■ **PROBLEM TO SOLVE**
Update the DAGR passage from "What this does" to "isn't scheduled yet.", replacing "2GB" with "4GB".

■ **READING PASSAGE**
-------------------------
What this does is attempt to allocate 48 cpu cores, then 47 etc. down to 2, with 2GB per core. The first combination that fits within the available resources (ResourceSet.subset() returns Option[ResourceSet], yielding the requested resources if they fit and None if they don't) is then returned. If no combination fits, None is returned and the task isn't scheduled yet.

Retry

DAGR has the ability to retry tasks that fail. The default behaviour is to try a task once and if it fails, it stays failed. This can be changed by mixing in the Retry trait to a task either when the task class is defined, or when the task is instantiated. The trait defines one function:

def retry(resources: SystemResources, taskInfo: TaskExecutionInfo): Boolean = false

If, when invoked, the function returns true then the task will be retried. Note that the task may modify it's internal state (arguments, resource requirements, etc.) when retry() is invoked to increase the chance of success.
-------------------------
■ **AVAILABLE DATA**
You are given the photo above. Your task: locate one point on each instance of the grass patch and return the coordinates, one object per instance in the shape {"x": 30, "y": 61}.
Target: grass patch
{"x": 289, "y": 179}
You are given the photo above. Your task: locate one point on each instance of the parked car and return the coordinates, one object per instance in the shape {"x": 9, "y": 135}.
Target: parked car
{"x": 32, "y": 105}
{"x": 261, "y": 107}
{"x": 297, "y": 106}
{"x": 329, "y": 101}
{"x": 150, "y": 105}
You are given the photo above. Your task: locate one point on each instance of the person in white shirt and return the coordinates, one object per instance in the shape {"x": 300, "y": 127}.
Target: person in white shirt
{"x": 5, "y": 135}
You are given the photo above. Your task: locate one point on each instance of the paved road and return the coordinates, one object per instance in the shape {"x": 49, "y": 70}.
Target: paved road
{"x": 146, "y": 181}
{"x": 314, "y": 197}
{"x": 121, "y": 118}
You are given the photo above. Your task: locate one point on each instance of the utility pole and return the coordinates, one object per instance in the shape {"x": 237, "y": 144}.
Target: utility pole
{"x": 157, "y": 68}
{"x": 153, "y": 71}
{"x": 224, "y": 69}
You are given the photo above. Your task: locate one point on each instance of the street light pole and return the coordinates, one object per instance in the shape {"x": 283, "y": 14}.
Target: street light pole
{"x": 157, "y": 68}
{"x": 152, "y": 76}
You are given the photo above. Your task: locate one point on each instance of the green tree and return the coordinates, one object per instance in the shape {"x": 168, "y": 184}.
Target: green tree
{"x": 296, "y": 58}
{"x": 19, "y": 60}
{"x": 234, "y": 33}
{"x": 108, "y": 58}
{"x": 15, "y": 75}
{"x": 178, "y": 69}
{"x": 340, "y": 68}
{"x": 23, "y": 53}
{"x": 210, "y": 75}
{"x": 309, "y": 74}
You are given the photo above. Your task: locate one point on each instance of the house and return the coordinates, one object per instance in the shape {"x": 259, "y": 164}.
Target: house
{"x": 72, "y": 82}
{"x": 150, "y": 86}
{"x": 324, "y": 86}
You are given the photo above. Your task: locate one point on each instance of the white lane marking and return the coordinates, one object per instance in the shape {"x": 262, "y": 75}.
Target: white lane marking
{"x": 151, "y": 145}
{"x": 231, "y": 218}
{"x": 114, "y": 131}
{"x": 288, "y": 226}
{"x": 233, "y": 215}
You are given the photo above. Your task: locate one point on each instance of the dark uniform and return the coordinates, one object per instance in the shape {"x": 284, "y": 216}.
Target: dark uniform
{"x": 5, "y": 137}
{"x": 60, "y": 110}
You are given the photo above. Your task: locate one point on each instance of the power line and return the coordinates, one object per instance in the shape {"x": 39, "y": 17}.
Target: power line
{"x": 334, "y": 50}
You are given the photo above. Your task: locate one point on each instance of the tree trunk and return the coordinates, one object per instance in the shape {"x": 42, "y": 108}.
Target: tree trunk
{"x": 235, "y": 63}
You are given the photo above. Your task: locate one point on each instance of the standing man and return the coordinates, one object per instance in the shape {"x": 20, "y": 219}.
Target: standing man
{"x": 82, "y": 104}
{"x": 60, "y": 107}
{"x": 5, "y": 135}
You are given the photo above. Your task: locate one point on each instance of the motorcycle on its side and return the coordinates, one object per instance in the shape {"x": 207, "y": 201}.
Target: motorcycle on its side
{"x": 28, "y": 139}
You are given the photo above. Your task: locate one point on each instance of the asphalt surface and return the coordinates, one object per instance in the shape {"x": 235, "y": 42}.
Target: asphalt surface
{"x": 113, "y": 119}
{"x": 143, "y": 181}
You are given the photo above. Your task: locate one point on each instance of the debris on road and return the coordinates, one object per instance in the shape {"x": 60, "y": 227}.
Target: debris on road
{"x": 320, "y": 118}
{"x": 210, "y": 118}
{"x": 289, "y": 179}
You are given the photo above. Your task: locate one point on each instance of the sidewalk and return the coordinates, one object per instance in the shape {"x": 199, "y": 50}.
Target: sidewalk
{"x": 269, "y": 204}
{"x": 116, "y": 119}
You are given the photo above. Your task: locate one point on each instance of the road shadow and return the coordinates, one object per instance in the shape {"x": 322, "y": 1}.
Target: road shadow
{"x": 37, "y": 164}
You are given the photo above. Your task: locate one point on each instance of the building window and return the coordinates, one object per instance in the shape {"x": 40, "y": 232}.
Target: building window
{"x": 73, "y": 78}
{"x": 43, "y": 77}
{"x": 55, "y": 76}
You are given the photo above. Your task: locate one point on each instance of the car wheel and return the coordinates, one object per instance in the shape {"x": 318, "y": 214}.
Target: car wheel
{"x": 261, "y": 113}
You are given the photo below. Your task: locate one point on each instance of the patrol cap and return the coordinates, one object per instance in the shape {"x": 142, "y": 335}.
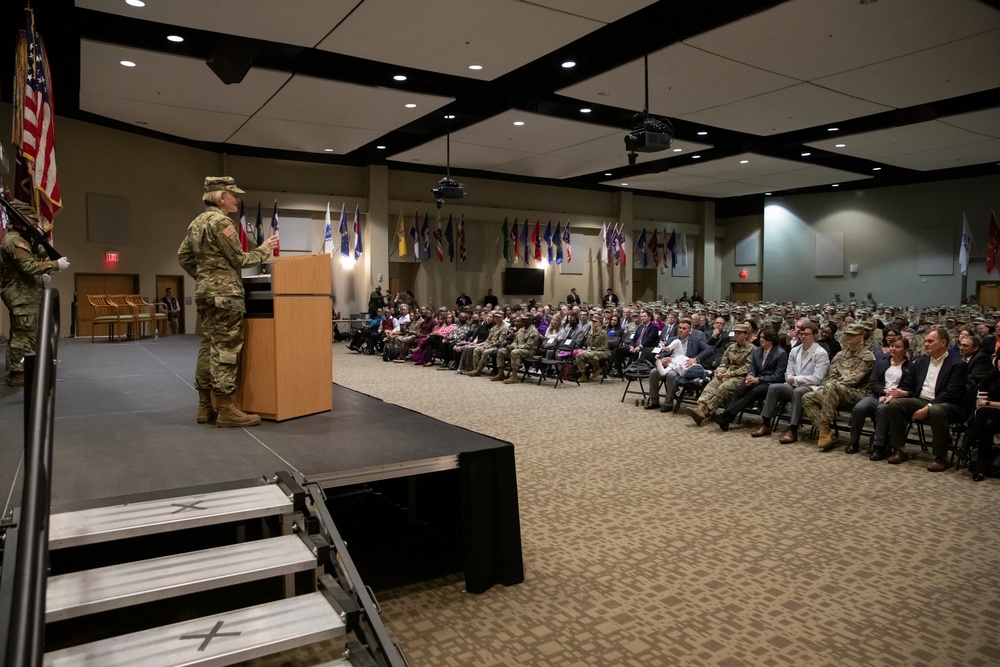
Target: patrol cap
{"x": 214, "y": 183}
-------------------------
■ **WRITTEN SOLUTION**
What this does is attempt to allocate 48 cpu cores, then 47 etc. down to 2, with 4GB per core. The first combination that fits within the available resources (ResourceSet.subset() returns Option[ResourceSet], yielding the requested resources if they fit and None if they don't) is then returned. If no combination fits, None is returned and the task isn't scheduled yet.